(PROVIDED TEXT)
## begin
Jesus took with him his inner circle of disciples, Peter, James and John, and together they climbed a high mountain. There, Jesus was transformed before them, his clothes becoming dazzling white. The astonished disciples then saw Moses and Elijah talking with Jesus before a voice from heaven proclaimed, "This is my Son, whom I love. Listen to him!" (Mark 9:7). And suddenly they are left alone with Jesus.

This incident follows rapidly upon Peter's confession that Jesus is the Messiah. Now it is God himself who owns Jesus as his Son (a messianic title). We would love to have been able to overhear the conversation between Jesus and Moses and Elijah, but we are not granted that privilege. What is made clear is that Jesus has not come as a supplement to the Law and the prophets (represented by Moses and Elijah), he has come to fulfil them. The command of God that the disciples should listen to Jesus makes him the single focus of the whole drama of Scripture (cf. Hebrews 1:1-3). He is the one in whom the story of redemption finds its end and its new beginning. From now on, the hallmark of the people of God will be that they hear the voice of the Son of God and follow him.
## end
(Lines excerpted from a collection)
## begin
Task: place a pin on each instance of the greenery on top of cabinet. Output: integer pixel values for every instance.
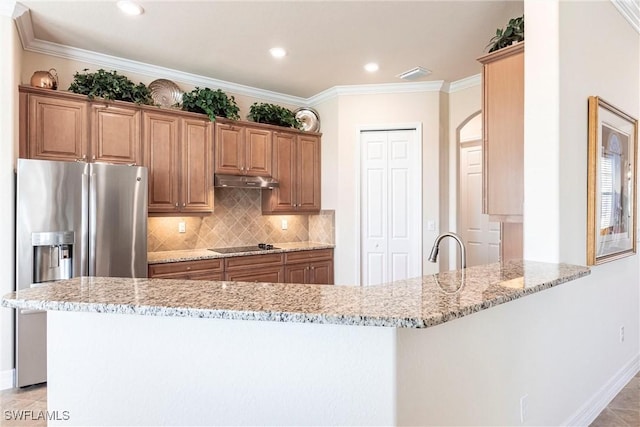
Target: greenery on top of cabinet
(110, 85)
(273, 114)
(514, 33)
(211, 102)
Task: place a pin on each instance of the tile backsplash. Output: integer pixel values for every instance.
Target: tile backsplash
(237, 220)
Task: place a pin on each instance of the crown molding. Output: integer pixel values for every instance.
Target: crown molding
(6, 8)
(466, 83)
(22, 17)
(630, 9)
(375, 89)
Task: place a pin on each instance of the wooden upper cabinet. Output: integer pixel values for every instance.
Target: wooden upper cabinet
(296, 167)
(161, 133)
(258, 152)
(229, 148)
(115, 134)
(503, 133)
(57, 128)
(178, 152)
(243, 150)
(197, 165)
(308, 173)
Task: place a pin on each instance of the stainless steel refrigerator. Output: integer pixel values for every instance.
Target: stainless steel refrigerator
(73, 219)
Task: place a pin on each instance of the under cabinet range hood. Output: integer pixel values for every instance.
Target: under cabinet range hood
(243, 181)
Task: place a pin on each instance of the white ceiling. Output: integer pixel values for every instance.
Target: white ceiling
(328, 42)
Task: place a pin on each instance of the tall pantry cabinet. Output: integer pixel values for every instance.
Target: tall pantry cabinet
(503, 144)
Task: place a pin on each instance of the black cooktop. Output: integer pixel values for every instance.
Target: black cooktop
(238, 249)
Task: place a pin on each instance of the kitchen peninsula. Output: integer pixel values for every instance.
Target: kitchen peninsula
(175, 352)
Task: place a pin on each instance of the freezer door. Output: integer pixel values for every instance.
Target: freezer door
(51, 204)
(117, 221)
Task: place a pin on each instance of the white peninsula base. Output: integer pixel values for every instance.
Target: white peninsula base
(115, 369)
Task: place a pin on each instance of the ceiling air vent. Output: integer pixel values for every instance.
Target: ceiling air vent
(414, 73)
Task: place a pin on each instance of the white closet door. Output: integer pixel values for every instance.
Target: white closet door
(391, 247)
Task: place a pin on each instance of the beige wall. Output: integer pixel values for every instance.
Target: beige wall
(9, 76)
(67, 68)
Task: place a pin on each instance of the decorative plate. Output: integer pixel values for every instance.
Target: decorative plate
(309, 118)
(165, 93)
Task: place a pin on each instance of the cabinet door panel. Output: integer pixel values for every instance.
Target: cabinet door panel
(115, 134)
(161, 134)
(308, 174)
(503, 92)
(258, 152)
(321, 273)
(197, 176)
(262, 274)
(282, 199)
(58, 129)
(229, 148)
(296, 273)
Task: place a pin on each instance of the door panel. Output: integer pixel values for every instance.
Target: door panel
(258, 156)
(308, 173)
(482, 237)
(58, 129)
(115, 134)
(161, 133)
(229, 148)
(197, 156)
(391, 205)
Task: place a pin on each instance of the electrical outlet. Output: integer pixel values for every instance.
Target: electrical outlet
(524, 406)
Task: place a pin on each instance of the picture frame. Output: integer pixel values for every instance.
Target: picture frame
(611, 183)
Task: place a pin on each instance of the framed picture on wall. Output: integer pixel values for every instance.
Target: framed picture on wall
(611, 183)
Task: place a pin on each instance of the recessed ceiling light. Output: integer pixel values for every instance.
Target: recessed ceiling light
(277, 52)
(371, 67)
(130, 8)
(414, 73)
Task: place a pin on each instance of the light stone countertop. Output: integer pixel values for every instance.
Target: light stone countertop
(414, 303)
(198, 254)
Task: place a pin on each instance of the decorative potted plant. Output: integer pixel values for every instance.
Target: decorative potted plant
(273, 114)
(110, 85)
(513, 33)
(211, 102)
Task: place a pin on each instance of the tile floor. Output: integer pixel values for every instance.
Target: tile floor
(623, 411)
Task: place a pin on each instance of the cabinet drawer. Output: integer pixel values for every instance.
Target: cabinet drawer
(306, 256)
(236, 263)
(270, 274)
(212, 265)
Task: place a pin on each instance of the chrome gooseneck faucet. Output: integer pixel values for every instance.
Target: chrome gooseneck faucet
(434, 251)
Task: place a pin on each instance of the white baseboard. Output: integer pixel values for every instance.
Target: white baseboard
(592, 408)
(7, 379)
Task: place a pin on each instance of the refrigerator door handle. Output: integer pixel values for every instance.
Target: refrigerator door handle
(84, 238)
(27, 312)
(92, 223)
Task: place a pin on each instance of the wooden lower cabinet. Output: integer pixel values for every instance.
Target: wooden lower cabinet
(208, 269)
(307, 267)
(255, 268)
## end
## begin
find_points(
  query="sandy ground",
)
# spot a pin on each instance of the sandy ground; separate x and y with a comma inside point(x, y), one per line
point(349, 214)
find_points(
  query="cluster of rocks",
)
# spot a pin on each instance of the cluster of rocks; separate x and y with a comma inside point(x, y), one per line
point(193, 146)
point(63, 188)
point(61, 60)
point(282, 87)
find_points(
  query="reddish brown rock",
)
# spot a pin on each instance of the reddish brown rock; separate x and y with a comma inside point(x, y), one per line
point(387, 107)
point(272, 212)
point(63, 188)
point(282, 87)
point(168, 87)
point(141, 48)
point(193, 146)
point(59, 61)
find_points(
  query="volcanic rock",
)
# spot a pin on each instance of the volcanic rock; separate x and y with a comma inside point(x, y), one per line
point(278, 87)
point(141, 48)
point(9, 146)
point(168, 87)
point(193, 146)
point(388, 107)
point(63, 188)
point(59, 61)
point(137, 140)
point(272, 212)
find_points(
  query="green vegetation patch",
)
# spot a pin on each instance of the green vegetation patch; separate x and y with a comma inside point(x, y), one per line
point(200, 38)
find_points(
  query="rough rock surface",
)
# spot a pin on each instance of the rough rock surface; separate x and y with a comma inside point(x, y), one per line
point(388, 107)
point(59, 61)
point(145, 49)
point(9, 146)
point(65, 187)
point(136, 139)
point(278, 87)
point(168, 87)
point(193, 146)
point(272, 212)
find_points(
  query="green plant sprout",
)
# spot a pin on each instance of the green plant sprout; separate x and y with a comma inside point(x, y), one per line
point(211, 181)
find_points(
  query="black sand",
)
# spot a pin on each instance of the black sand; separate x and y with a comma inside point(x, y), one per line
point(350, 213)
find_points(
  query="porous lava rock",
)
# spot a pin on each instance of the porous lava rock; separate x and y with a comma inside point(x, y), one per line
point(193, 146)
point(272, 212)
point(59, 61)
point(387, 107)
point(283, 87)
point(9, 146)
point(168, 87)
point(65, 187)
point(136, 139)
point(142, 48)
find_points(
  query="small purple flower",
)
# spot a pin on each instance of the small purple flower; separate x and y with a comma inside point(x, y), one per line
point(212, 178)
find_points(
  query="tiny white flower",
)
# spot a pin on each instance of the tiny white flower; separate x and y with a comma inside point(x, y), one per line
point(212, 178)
## end
(TO BE DONE)
(1) In the passage about the mountain scene, who besides Jesus is on the mountain?
(2) Does the passage about the mountain scene agree with each statement? Answer yes or no, and quote the words that settle it.
(a) The voice from heaven told the disciples to listen to Jesus.
(b) The reader learns what Jesus discussed with Moses and Elijah.
(c) Jesus came as a supplement to the Law and the prophets.
(3) According to the passage about the mountain scene, what event does this incident rapidly follow?

(RESULTS OF THE EXERCISE)
(1) Peter, James, John, Moses and Elijah.

(2)
(a) Yes: "This is my Son, whom I love. Listen to him!"
(b) No: "we are not granted that privilege"
(c) No: "Jesus has not come as a supplement to the Law and the prophets"

(3) Peter's confession that Jesus is the Messiah.